#### Sezione del documento
+===+
Minority stress e minoranze gruppali
Lo stigma, il pregiudizio e la discriminazione crea un ambiente sociale stressante che può sfociare in problemi di salute mentale in soggetti che appartengono a minoranze gruppali stigmatizzate.
Un’elaborazione della teoria dello stress sociale può essere definita come Minority Stress con l’intento di distinguere l’eccessivo stress a cui sono esposti individui appartenenti a categorie sociali stigmatizzate, come risultato della loro posizione sociale, ossia una minoranza.
Il modello del minority stress non può essere riscontrato all’interno di una teoria specifica, in quanto dedotto da teorie sociologiche e psico-sociologiche.
Le teorie più rilevanti hanno indagato gli effetti avversi delle condizioni sociali, come lo stigma e il pregiudizio, sulla vita di individui e gruppi.
I teorici sociali hanno indirizzato così il proprio interesse sui processi alienanti messi in atto da parte delle strutture sociali e istituzionali.
Per esempio, l’importanza dello sviluppo sociale era di centrale importanza nello studio dell’anomia di Durkheim, ossia uno stato di dissonanza cognitiva tra le aspettative normative e la realtà vissuta, come causa diretta di suicidio.
Secondo Durkheim, le persone hanno bisogno di una regolamentazione morale da parte della società al fine di riuscire a gestire i propri bisogni e aspirazioni.
L’anomia, ossia un senso di perdita di tali norme, perdita del controllo sociale e alienazione, può sfociare nel suicidio, in quanto i bisogni sociali di base non vengono soddisfatti.
Pearlin ha invece enfatizzato la rilevanza del lavoro di Merton sulla teoria dello stress, sottolineando come “ secondo Merton, la società si pone come un fattore di stress.. stimolando una conflittualità dei valori con le strutture sociali in cui sono inserite.”
Soggetti appartenenti ad una minoranza rischiano pertanto di divenire oggetto di tali conflitti in quanto le norme, le strutture sociali e la cultura dominante non riflettono quelli della minoranza gruppale.
+===+
#### Obiettivo del compito
Nel testo sul minority stress, di che cosa hanno bisogno le persone, secondo Durkheim, per riuscire a gestire i propri bisogni e aspirazioni? I record non servono per svolgere questo lavoro.

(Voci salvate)
+===+
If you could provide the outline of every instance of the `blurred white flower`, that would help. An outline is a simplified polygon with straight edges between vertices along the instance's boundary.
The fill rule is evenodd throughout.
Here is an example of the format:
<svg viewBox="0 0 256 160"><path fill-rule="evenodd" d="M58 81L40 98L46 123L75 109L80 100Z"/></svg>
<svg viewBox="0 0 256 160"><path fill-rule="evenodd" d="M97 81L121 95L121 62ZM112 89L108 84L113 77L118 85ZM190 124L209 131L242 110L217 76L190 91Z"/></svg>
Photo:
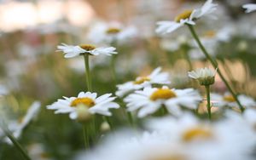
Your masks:
<svg viewBox="0 0 256 160"><path fill-rule="evenodd" d="M65 58L73 58L84 54L89 54L91 55L112 55L117 54L117 52L115 52L116 49L113 47L96 48L95 46L90 44L73 46L62 43L62 45L57 46L57 49L59 49L57 51L62 51L63 54L65 54Z"/></svg>
<svg viewBox="0 0 256 160"><path fill-rule="evenodd" d="M184 114L180 117L151 119L146 129L136 134L127 130L115 133L108 136L99 146L74 159L253 159L255 132L242 118L229 117L209 123L192 114Z"/></svg>
<svg viewBox="0 0 256 160"><path fill-rule="evenodd" d="M166 107L168 112L179 116L182 114L181 106L196 109L201 100L198 91L193 89L171 89L166 86L160 89L147 87L143 90L135 91L124 100L129 111L139 109L138 117L152 114L160 107Z"/></svg>
<svg viewBox="0 0 256 160"><path fill-rule="evenodd" d="M189 71L188 76L196 79L201 85L212 85L215 81L217 69L215 71L210 68L200 68L195 71Z"/></svg>
<svg viewBox="0 0 256 160"><path fill-rule="evenodd" d="M35 118L40 111L41 103L39 101L34 101L29 107L25 117L19 120L10 121L8 123L8 129L13 134L14 137L19 139L22 134L23 129L29 124L29 123ZM3 133L0 130L0 136L3 136ZM5 138L4 141L12 144L9 138Z"/></svg>
<svg viewBox="0 0 256 160"><path fill-rule="evenodd" d="M8 94L9 92L9 89L5 86L0 84L0 97Z"/></svg>
<svg viewBox="0 0 256 160"><path fill-rule="evenodd" d="M256 10L256 4L253 3L248 3L248 4L244 4L242 5L242 8L246 9L246 13L250 13L254 10Z"/></svg>
<svg viewBox="0 0 256 160"><path fill-rule="evenodd" d="M212 14L216 10L217 4L212 3L212 0L207 0L201 9L194 10L185 10L177 15L174 21L159 21L157 22L158 28L156 32L166 34L172 32L177 28L188 25L195 25L195 20L204 15Z"/></svg>
<svg viewBox="0 0 256 160"><path fill-rule="evenodd" d="M94 43L125 43L137 37L137 31L134 26L124 27L120 24L98 23L90 28L87 37Z"/></svg>
<svg viewBox="0 0 256 160"><path fill-rule="evenodd" d="M237 96L237 98L241 106L243 106L245 108L256 106L256 102L252 97L240 94ZM213 106L230 106L239 108L235 98L229 93L225 93L224 95L212 93L211 100L213 102Z"/></svg>
<svg viewBox="0 0 256 160"><path fill-rule="evenodd" d="M112 94L105 94L96 98L96 93L80 92L78 97L63 97L56 102L47 106L47 109L56 110L55 114L68 113L71 119L77 119L79 117L79 107L82 106L88 108L90 114L101 114L104 116L112 116L109 111L111 108L119 108L119 106L113 102L115 97L110 97ZM79 107L78 107L79 106Z"/></svg>
<svg viewBox="0 0 256 160"><path fill-rule="evenodd" d="M122 97L134 90L141 89L152 84L169 84L169 74L160 72L161 67L157 67L147 77L138 77L135 81L130 81L123 84L117 85L118 90L115 94Z"/></svg>

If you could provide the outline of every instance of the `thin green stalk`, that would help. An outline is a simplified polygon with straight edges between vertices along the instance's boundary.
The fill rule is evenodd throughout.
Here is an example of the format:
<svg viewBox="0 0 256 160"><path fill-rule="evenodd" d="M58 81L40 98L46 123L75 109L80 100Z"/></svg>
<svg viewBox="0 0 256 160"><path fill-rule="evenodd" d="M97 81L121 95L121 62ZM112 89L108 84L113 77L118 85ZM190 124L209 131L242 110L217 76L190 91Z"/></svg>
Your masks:
<svg viewBox="0 0 256 160"><path fill-rule="evenodd" d="M112 124L112 123L111 123L109 117L107 117L107 116L104 116L104 117L103 117L103 119L104 119L105 121L107 121L107 123L109 124L110 130L112 130L112 129L113 129L113 124Z"/></svg>
<svg viewBox="0 0 256 160"><path fill-rule="evenodd" d="M211 113L211 98L210 98L210 85L206 85L206 91L207 91L207 111L208 111L208 117L212 119L212 113Z"/></svg>
<svg viewBox="0 0 256 160"><path fill-rule="evenodd" d="M193 27L193 26L191 25L188 25L189 29L193 36L193 37L195 39L198 46L200 47L200 49L201 49L201 51L203 52L203 54L205 54L205 56L207 57L207 59L211 62L211 64L212 65L212 66L214 68L218 68L218 63L216 60L214 60L212 56L208 54L208 52L207 51L207 49L205 49L205 47L202 45L202 43L201 43L197 34L195 33L195 31ZM218 73L220 78L223 80L223 82L225 83L226 87L228 88L229 91L230 92L230 94L232 94L232 96L235 98L237 105L239 106L239 108L241 110L241 111L242 112L244 111L243 106L241 105L238 98L237 98L237 94L233 91L232 88L230 87L230 85L229 84L229 83L227 82L227 80L225 79L225 77L223 76L222 72L220 71L219 69L217 70L217 72Z"/></svg>
<svg viewBox="0 0 256 160"><path fill-rule="evenodd" d="M13 136L13 134L9 132L7 127L4 126L3 122L2 122L0 127L2 130L4 132L4 134L6 134L6 136L13 142L15 146L20 151L22 157L26 160L31 160L27 152L25 151L22 146L19 143L19 141L15 139L15 137Z"/></svg>
<svg viewBox="0 0 256 160"><path fill-rule="evenodd" d="M85 149L89 148L89 139L86 126L83 125L83 136Z"/></svg>
<svg viewBox="0 0 256 160"><path fill-rule="evenodd" d="M86 75L86 84L88 91L92 91L91 89L91 79L90 74L90 65L89 65L89 54L84 54L84 66L85 66L85 75Z"/></svg>
<svg viewBox="0 0 256 160"><path fill-rule="evenodd" d="M134 122L133 122L133 117L132 117L131 112L126 111L126 114L127 114L128 121L129 121L131 126L133 128L134 127Z"/></svg>
<svg viewBox="0 0 256 160"><path fill-rule="evenodd" d="M185 60L187 60L189 66L189 70L192 71L193 70L193 65L192 65L192 61L190 60L190 58L188 54L188 52L186 49L183 49L183 54L184 55Z"/></svg>
<svg viewBox="0 0 256 160"><path fill-rule="evenodd" d="M115 71L116 56L117 55L112 55L111 61L110 61L111 73L112 73L113 80L114 83L114 86L117 84L117 76L116 76L116 71Z"/></svg>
+===+
#### Risultato
Di una regolamentazione morale da parte della società.